EXCERPTED RECORDS:

○ ○ ○

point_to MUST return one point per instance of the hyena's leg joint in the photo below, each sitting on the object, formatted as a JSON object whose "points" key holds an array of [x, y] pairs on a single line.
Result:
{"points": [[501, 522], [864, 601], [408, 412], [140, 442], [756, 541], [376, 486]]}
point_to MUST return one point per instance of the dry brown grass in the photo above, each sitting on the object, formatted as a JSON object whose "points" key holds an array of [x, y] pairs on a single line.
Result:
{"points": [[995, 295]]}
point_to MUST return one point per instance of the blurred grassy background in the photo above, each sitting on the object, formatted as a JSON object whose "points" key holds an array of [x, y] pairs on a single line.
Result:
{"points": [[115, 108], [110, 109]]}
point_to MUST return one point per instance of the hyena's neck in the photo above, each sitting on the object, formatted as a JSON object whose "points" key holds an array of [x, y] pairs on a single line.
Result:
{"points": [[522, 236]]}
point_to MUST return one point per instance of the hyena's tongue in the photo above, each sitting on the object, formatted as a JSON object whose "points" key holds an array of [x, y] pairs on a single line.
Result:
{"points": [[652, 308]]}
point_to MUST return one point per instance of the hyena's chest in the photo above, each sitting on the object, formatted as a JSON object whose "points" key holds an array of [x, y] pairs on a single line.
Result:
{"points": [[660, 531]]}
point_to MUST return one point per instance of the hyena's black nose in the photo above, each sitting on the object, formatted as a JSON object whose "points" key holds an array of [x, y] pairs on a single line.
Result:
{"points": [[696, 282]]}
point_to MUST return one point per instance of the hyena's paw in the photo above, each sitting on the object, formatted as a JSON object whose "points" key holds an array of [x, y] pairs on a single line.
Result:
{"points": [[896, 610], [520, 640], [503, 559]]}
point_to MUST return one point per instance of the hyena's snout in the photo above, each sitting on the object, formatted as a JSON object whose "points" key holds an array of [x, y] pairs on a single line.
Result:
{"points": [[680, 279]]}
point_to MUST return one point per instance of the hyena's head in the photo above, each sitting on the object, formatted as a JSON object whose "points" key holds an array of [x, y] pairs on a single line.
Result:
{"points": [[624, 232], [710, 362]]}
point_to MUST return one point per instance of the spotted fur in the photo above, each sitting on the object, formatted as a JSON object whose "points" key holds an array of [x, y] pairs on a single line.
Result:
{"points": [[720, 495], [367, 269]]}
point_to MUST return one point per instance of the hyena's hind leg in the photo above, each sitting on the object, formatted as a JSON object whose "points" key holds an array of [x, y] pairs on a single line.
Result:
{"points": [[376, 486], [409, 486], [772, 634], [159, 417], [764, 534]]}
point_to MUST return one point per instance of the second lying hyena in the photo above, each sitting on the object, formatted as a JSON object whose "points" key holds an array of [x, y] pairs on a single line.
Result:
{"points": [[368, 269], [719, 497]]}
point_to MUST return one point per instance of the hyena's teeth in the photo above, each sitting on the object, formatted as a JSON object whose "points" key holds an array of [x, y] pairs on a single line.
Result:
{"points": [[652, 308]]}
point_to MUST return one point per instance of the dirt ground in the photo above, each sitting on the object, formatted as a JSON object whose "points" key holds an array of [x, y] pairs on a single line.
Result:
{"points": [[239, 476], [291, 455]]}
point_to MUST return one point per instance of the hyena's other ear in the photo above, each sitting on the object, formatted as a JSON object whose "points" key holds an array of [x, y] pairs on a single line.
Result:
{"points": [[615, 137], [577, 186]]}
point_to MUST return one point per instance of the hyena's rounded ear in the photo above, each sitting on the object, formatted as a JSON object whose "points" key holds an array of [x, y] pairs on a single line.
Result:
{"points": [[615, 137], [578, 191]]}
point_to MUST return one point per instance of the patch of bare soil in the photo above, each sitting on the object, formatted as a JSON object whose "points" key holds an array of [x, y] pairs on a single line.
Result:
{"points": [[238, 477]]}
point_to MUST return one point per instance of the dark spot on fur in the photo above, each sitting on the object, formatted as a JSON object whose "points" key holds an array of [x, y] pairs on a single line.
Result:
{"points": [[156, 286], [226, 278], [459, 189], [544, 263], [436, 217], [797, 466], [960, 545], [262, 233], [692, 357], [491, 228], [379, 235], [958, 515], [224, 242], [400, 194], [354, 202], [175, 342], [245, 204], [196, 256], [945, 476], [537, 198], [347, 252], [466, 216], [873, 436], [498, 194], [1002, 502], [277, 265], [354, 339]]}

○ ○ ○

WHAT YOU SHOULD DO:
Write out only the final block of lines, starting at the line with "point_to MUST return one point per instance of the hyena's teeth" and running to the end of the material.

ANSWER AREA:
point_to MUST return one point per instance of the hyena's teeth in the photo above, each sitting on the object, formatted as a JSON object whose "points" key holds an array of [x, y] pairs on a single line.
Result:
{"points": [[652, 308]]}
point_to MUST return one point per instance of the dirt ground in the photo above, each sitting on the object, formatted as a JSON object whose "points" key holds an array of [x, y] pairs on a single line.
Result:
{"points": [[239, 476], [291, 455]]}
point_to MUST return one point per instance of the hyena's other ear in the photo above, each sitting on the object, formatted as a JSON object whose "points" key holds an array of [x, y] pairs on a single line.
Result:
{"points": [[615, 137], [577, 186]]}
point_to MUST return one point per instance of the hyena's rounded ear in the photo above, each sitting on the object, formatted as a JSON object whose "points" key holds an array of [x, y] pairs on a single line.
Result:
{"points": [[615, 137], [578, 191]]}
point_to MUST return one point per instance of the patch of bare soil in the photo above, each sitting on the object, formatted as a JSON object whose "points" key holds an array of [x, y] pairs on a single line.
Result:
{"points": [[238, 477]]}
point_to MUST return one point per instance of the dark spot on fur in the photo above, each sitting on the object, formatted as a JSON object whose "points" key holds an array of [x, y] pairs on a single line.
Result:
{"points": [[156, 286], [226, 278], [459, 189], [544, 263], [436, 217], [797, 466], [960, 545], [262, 233], [692, 357], [491, 228], [379, 235], [958, 515], [224, 242], [400, 194], [354, 202], [175, 342], [245, 204], [196, 256], [945, 476], [537, 198], [347, 252], [466, 216], [873, 436], [498, 194], [1002, 502], [277, 265], [354, 339]]}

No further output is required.